Given request >> Look below for the line with "Mark each instance of the eucalyptus". Extract that line and each one after it through the last, word for word.

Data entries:
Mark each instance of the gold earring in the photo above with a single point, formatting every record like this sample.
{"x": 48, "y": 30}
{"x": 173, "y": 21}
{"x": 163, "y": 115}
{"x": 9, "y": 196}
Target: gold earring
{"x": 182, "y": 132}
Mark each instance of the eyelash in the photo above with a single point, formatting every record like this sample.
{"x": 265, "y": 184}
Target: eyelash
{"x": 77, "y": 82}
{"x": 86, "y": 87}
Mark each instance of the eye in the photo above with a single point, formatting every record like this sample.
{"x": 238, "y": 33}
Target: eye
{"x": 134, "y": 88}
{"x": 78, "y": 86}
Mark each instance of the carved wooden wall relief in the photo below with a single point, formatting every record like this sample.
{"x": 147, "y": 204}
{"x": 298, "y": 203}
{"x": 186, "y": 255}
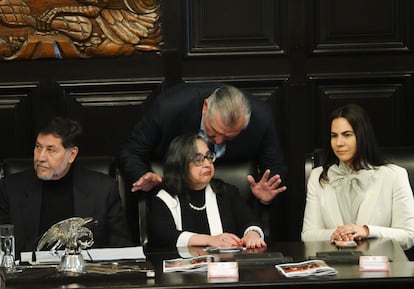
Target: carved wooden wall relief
{"x": 31, "y": 29}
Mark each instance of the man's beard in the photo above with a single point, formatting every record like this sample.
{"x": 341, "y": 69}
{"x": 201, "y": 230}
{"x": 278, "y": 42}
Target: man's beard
{"x": 57, "y": 172}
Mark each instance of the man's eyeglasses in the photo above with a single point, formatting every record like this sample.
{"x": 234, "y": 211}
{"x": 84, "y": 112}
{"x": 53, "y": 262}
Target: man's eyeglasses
{"x": 198, "y": 159}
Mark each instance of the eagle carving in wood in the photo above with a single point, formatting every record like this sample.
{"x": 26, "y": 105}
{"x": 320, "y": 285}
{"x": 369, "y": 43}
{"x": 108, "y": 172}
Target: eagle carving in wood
{"x": 78, "y": 28}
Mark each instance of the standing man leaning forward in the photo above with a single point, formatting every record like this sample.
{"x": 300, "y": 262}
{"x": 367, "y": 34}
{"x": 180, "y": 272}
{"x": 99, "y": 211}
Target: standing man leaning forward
{"x": 239, "y": 125}
{"x": 57, "y": 189}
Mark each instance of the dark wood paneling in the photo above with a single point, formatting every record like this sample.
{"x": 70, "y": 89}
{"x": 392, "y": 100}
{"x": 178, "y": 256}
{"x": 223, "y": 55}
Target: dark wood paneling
{"x": 107, "y": 109}
{"x": 234, "y": 27}
{"x": 360, "y": 26}
{"x": 16, "y": 118}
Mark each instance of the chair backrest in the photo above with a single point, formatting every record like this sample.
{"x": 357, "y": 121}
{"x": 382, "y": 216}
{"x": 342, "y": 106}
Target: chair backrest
{"x": 234, "y": 173}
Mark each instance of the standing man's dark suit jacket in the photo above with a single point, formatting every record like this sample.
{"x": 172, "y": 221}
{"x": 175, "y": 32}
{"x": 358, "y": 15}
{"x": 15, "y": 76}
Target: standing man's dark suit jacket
{"x": 95, "y": 195}
{"x": 178, "y": 111}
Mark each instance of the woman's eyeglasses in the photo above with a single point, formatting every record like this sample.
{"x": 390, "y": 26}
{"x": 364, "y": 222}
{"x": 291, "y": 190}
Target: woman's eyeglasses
{"x": 198, "y": 159}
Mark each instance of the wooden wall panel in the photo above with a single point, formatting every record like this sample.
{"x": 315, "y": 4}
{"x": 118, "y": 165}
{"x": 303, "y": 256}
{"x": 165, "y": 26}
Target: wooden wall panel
{"x": 16, "y": 118}
{"x": 218, "y": 27}
{"x": 108, "y": 110}
{"x": 360, "y": 26}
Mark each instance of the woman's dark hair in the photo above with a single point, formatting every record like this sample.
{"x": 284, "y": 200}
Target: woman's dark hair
{"x": 176, "y": 163}
{"x": 68, "y": 130}
{"x": 367, "y": 151}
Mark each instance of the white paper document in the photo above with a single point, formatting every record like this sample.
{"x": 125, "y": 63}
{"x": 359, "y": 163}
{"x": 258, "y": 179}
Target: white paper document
{"x": 98, "y": 254}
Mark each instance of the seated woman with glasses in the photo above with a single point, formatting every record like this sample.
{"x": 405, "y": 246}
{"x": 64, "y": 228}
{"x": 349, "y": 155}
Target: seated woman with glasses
{"x": 194, "y": 209}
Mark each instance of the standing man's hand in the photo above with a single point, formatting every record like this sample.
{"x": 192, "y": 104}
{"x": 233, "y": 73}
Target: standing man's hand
{"x": 147, "y": 182}
{"x": 267, "y": 188}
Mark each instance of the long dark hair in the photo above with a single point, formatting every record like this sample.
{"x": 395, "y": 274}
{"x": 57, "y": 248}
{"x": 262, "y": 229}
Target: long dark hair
{"x": 367, "y": 151}
{"x": 176, "y": 163}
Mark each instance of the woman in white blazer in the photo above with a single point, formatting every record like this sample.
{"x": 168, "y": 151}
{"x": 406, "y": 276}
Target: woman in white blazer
{"x": 356, "y": 194}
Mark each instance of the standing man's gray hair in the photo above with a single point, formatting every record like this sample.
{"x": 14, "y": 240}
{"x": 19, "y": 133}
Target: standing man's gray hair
{"x": 231, "y": 103}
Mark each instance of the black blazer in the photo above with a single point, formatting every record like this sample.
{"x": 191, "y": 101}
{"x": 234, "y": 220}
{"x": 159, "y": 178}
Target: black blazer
{"x": 178, "y": 111}
{"x": 95, "y": 195}
{"x": 235, "y": 216}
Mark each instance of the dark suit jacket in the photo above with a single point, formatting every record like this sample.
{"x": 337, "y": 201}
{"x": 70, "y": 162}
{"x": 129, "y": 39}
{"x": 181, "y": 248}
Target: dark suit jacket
{"x": 235, "y": 216}
{"x": 178, "y": 111}
{"x": 95, "y": 195}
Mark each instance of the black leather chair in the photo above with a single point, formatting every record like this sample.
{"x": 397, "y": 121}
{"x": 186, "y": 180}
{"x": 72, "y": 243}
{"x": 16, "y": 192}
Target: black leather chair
{"x": 402, "y": 156}
{"x": 235, "y": 174}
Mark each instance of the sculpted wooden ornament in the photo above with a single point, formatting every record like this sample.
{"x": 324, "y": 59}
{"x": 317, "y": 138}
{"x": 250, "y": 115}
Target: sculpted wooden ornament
{"x": 31, "y": 29}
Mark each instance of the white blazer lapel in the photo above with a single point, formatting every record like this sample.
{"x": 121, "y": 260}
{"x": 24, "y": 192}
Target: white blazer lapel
{"x": 213, "y": 215}
{"x": 174, "y": 206}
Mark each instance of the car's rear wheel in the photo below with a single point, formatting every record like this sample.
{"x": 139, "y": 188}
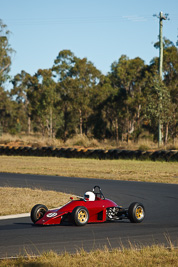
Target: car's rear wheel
{"x": 80, "y": 216}
{"x": 136, "y": 212}
{"x": 37, "y": 212}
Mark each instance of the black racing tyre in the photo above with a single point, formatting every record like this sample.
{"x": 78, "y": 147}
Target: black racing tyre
{"x": 80, "y": 216}
{"x": 136, "y": 212}
{"x": 37, "y": 212}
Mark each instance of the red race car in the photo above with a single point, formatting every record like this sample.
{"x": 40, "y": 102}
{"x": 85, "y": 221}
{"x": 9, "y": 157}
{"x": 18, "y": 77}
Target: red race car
{"x": 91, "y": 208}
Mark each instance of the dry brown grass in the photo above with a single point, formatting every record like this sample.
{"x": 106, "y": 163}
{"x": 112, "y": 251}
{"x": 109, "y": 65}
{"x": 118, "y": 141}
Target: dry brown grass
{"x": 146, "y": 256}
{"x": 130, "y": 170}
{"x": 81, "y": 141}
{"x": 21, "y": 200}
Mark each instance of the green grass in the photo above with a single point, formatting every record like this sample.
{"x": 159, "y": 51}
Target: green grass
{"x": 21, "y": 200}
{"x": 129, "y": 170}
{"x": 146, "y": 256}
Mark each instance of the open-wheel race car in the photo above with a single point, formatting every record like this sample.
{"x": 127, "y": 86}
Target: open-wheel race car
{"x": 93, "y": 207}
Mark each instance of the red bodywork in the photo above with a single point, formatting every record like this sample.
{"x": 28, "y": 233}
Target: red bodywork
{"x": 96, "y": 209}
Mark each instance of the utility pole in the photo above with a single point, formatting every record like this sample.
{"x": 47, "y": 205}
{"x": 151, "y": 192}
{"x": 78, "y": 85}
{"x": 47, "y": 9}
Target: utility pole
{"x": 161, "y": 18}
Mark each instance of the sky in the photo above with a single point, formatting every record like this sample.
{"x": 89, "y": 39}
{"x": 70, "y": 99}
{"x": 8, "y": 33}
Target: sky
{"x": 100, "y": 30}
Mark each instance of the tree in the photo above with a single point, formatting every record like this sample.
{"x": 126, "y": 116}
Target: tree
{"x": 21, "y": 86}
{"x": 126, "y": 76}
{"x": 5, "y": 61}
{"x": 5, "y": 53}
{"x": 170, "y": 79}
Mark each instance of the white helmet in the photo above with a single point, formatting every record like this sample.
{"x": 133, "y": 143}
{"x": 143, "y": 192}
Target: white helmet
{"x": 89, "y": 196}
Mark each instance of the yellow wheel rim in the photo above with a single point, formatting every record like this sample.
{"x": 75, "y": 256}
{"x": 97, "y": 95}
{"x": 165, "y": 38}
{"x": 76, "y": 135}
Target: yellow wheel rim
{"x": 82, "y": 216}
{"x": 139, "y": 213}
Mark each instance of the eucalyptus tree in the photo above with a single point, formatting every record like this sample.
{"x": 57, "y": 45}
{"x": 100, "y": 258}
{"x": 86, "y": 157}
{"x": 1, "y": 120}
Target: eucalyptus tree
{"x": 6, "y": 52}
{"x": 77, "y": 80}
{"x": 126, "y": 77}
{"x": 170, "y": 80}
{"x": 21, "y": 85}
{"x": 42, "y": 98}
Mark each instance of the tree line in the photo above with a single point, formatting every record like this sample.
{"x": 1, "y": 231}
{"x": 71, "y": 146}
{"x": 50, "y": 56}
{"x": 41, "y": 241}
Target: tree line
{"x": 74, "y": 97}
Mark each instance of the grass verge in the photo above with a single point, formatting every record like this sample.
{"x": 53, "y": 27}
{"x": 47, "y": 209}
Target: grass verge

Answer for the task >>
Mark each instance of the eucalyptus tree in the photo above with a single point, formatting every record like this sample.
{"x": 57, "y": 45}
{"x": 100, "y": 258}
{"x": 86, "y": 157}
{"x": 1, "y": 120}
Target: eucalyptus tree
{"x": 6, "y": 52}
{"x": 77, "y": 80}
{"x": 126, "y": 77}
{"x": 170, "y": 80}
{"x": 21, "y": 85}
{"x": 42, "y": 98}
Mark each instance of the tree line in the photo above with a single point, formatting every record like this sample.
{"x": 1, "y": 231}
{"x": 71, "y": 146}
{"x": 50, "y": 56}
{"x": 41, "y": 241}
Target: tree line
{"x": 74, "y": 97}
Mark each instance of the grass verge in the photo above with a single point, formatting every record like this sample.
{"x": 53, "y": 27}
{"x": 47, "y": 209}
Target: grass verge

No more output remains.